» **Excerpt**:
Before he reads the vote, Jeff asks if anyone has the idol and wants to play it. With great showmanship, Russell rises, pulls out the idol and walks up as if to hand it over. Then he stops and turns to face the others. Addressing Coach, he says, “You know Coach, you always says loyal, honest and trustworthy. No matter how that turns out tonight I’m gonna stick to that.” He reaches over and puts the idol into Parvati’s hand.
Her face shows surprise, but her actions belie her expression. Her fingers have barely curled around the idol before she’s up like a shot and handing it over to the Host.
Probst gives ‘props’ to Russell: “This is a bold move by Russell.”
Now it’s time to read the votes. Russell gets two. Parvati gets four. She has immunity; those votes don’t count. Tyson gets three and the title of Dumbest Survivor Player Ever.
Russell’s grin is so bright it lights up the night Samoan sky. Rob glowers. Parvati is delighted.
Tyson gets his torch snuffed. On the way out, it belatedly occurs to him what a fool he’s been. “Oh, man, I have nobody to blame but myself. I was the victim of my own stupidity.” That’s an understatement; Tyson makes Charlie Brown letting Lucy hold the football look like a genius.
For those of you conjecturing what Tyson must have been thinking in switching his vote from Russell to Parvati, don’t bother. There was absolutely no scenario that might have benefited him by doing that. Under Rob’s plan, either Parvati or Russell, depending on which of them held the idol, was going home. He played the fool and threw away the only chance to get rid of Russell. And it wasn't as if he hadn't been warned: Rob had told Tyson that the other alliance would probably be after him.
ONE FOOT IN THE GRAVE, THE OTHER ON A BANANA PEEL
After what just happened with the Villains, the Heroes’ tribal council is bound to seem anti-climactic. As the Heroes begin to file in around the campfire, Jeff sends the Villains over to the gallery to ostentatiously chow down on hot-dogs and eavesdrop on the Heroes.
Jeff notes that Rupert is covetous of the Villains’ meal, “Rupert, you haven’t taken your eyes off that food.” Rupert laments, “The line between the Heroes and Villains is so blurred. The Villains are showing the Heroes how to play.”
The discussion turns to the Heroes’ decision to keep a severely handicapped James last time and dispense with Tom. Jeff wants to know if they plan to do the same to Colby. Colby relates that he and James had a conversation about that very question. Earlier in the afternoon, James had lectured Colby, “I still think I can kick your ass. But you’re the great Colby. So if you turn it on and start winning, we’ll be all right. I don’t mind that as long as you start winning, but if it’s the old sleepy-ass Colby that gets beat by a fat man and a cripple, that ain’t right.”

» **Things to do**:
A: In the Survivor recap, into whose hand does Russell place the idol?
B: List every player in the Survivor recap who receives votes at the Villains' tribal council, along with the number of votes each one gets.
C: Retype the part of the Survivor recap from "Russell’s grin is" up to and including "like a genius.".

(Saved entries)

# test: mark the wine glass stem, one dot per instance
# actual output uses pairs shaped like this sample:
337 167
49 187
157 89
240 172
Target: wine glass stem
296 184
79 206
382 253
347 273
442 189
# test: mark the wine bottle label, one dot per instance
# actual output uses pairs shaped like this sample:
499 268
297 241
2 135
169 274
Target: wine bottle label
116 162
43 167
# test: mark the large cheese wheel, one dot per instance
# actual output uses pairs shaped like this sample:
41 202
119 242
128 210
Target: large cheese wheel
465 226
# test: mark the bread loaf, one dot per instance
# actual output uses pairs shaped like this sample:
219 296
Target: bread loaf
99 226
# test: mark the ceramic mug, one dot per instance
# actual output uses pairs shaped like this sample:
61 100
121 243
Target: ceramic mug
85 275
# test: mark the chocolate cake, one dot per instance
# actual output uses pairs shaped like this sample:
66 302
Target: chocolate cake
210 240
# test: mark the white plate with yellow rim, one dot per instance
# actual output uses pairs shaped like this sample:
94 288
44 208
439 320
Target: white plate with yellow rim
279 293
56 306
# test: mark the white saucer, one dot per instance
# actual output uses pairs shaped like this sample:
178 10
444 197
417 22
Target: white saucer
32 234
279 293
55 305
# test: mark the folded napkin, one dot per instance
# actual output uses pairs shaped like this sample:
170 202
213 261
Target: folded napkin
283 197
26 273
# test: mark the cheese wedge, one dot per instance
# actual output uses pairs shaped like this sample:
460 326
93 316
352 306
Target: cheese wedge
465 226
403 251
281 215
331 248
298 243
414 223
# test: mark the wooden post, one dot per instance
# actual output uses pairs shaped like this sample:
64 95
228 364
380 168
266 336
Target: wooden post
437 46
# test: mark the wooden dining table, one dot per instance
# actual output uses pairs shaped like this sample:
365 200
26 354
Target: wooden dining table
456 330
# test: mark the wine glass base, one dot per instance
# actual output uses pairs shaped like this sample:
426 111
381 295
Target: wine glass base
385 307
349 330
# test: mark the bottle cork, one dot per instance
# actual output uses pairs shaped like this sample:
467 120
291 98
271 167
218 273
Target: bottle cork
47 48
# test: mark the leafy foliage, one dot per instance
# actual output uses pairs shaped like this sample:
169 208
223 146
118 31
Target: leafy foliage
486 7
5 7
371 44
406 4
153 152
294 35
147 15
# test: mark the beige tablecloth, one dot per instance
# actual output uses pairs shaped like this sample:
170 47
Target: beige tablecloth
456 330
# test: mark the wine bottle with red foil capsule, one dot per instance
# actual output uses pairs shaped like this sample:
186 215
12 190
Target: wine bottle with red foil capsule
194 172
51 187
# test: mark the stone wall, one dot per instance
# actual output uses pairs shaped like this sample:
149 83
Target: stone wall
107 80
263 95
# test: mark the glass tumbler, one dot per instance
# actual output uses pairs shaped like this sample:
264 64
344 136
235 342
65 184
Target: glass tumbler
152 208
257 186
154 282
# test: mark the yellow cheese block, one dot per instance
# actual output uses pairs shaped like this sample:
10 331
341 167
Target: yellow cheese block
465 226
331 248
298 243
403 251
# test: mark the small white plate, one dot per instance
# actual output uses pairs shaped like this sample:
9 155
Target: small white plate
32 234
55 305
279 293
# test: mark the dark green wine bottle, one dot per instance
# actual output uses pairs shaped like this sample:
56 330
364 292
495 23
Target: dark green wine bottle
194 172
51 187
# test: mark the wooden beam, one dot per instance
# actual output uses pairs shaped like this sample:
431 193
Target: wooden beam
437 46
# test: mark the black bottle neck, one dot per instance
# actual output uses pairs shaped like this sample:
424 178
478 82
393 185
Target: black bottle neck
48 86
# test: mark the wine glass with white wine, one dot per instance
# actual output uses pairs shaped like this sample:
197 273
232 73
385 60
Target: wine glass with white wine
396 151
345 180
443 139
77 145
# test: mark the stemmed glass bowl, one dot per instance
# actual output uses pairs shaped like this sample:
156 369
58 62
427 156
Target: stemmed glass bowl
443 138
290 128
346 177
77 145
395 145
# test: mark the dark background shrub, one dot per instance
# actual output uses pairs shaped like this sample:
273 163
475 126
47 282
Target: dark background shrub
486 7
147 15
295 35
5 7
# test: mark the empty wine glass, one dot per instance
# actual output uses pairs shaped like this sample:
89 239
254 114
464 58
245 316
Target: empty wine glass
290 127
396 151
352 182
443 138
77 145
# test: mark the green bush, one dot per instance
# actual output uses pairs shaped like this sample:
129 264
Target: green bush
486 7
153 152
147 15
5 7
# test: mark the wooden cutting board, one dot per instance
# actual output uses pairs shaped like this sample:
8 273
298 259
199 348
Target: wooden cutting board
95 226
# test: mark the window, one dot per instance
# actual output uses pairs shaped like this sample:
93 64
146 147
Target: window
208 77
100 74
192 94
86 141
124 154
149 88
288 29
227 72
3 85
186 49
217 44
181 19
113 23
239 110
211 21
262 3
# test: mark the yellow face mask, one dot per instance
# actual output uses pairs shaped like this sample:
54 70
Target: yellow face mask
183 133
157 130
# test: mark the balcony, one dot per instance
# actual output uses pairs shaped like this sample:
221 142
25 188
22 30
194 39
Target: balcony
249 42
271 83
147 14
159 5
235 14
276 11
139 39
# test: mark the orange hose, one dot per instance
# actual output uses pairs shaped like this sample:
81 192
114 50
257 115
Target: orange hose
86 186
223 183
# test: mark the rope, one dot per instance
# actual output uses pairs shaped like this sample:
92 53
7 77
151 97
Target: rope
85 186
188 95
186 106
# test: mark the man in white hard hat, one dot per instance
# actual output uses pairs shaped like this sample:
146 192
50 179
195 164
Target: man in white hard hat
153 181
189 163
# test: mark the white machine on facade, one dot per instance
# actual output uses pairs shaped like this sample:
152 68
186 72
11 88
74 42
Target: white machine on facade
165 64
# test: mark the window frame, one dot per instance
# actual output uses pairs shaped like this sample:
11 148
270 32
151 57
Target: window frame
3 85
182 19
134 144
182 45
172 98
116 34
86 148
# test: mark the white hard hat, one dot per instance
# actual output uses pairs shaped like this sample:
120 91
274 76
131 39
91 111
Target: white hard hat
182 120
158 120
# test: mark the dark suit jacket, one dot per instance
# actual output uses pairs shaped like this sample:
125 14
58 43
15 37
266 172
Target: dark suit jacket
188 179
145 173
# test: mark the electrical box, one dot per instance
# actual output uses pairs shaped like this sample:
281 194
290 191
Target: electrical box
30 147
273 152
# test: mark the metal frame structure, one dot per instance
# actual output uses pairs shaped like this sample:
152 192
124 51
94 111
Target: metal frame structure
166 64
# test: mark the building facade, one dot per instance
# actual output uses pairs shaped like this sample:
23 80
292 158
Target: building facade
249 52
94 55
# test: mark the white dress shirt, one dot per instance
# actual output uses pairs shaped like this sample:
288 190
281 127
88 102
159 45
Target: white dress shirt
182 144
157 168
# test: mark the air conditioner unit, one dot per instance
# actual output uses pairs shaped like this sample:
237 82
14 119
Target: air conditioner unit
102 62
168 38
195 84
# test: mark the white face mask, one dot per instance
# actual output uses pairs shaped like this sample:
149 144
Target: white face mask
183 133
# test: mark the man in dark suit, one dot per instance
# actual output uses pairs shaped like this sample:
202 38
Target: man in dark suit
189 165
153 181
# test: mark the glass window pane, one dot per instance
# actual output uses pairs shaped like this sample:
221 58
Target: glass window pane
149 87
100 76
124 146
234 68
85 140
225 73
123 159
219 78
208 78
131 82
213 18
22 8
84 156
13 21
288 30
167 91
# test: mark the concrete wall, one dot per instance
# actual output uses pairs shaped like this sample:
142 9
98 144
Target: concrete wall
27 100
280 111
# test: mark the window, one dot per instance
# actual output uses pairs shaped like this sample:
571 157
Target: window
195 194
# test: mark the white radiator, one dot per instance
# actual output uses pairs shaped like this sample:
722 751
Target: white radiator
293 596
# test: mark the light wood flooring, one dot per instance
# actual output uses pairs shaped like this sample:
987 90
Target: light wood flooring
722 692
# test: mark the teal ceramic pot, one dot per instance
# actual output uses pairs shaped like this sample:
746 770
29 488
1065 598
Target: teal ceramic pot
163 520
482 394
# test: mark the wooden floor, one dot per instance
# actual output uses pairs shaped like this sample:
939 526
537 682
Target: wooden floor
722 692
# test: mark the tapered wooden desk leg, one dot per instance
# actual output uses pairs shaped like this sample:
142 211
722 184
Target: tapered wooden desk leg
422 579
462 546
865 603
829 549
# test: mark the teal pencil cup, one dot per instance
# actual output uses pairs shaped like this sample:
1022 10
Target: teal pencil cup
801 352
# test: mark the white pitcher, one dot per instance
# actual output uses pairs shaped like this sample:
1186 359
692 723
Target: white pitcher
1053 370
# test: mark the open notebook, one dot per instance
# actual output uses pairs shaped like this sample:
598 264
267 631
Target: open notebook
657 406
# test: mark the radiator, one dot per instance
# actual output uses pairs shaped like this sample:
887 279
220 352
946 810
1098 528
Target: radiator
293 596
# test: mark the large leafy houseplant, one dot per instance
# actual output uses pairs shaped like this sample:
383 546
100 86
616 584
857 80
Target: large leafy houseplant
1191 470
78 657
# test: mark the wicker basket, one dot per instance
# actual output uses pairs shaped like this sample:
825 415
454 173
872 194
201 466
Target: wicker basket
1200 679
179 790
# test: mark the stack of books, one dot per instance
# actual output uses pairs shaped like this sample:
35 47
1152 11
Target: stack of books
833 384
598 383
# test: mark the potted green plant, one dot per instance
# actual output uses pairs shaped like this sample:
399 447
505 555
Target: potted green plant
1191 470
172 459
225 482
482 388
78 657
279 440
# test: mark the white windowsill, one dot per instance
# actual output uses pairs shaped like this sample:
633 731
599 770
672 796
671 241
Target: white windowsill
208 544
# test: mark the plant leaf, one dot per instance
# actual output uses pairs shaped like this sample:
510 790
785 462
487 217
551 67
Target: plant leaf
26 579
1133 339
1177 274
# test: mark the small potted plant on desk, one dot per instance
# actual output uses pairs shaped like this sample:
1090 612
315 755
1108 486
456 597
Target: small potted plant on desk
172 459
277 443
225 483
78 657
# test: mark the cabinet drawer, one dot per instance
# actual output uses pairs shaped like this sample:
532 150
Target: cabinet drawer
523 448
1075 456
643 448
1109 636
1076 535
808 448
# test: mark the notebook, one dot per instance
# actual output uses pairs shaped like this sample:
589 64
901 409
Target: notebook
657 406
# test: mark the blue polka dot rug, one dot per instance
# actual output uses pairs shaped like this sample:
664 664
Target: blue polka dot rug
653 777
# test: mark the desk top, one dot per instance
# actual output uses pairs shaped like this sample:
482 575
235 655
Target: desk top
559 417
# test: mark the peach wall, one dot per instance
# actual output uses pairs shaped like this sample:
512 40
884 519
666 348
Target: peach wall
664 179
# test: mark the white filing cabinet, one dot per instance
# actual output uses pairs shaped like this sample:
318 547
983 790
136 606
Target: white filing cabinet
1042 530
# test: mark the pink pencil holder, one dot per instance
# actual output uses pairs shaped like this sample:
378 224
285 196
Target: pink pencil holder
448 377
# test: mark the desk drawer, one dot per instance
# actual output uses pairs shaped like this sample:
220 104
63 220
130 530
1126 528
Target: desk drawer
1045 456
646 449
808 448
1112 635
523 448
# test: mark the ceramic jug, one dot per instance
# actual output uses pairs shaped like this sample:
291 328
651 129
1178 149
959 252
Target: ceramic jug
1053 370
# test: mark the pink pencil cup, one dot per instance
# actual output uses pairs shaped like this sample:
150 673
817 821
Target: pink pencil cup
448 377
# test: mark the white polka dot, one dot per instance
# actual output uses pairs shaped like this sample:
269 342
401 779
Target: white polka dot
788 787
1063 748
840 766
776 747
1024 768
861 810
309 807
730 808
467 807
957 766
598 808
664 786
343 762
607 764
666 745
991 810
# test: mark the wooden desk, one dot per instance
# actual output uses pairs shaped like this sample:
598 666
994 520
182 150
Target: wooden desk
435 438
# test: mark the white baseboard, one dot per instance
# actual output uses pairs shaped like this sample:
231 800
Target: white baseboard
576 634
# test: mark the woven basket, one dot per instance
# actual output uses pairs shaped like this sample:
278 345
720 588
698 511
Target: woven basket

» **Results by task**:
A: Parvati's.

B:
Russell: two
Parvati: four
Tyson: three

C:
Russell’s grin is so bright it lights up the night Samoan sky. Rob glowers. Parvati is delighted.
Tyson gets his torch snuffed. On the way out, it belatedly occurs to him what a fool he’s been. “Oh, man, I have nobody to blame but myself. I was the victim of my own stupidity.” That’s an understatement; Tyson makes Charlie Brown letting Lucy hold the football look like a genius.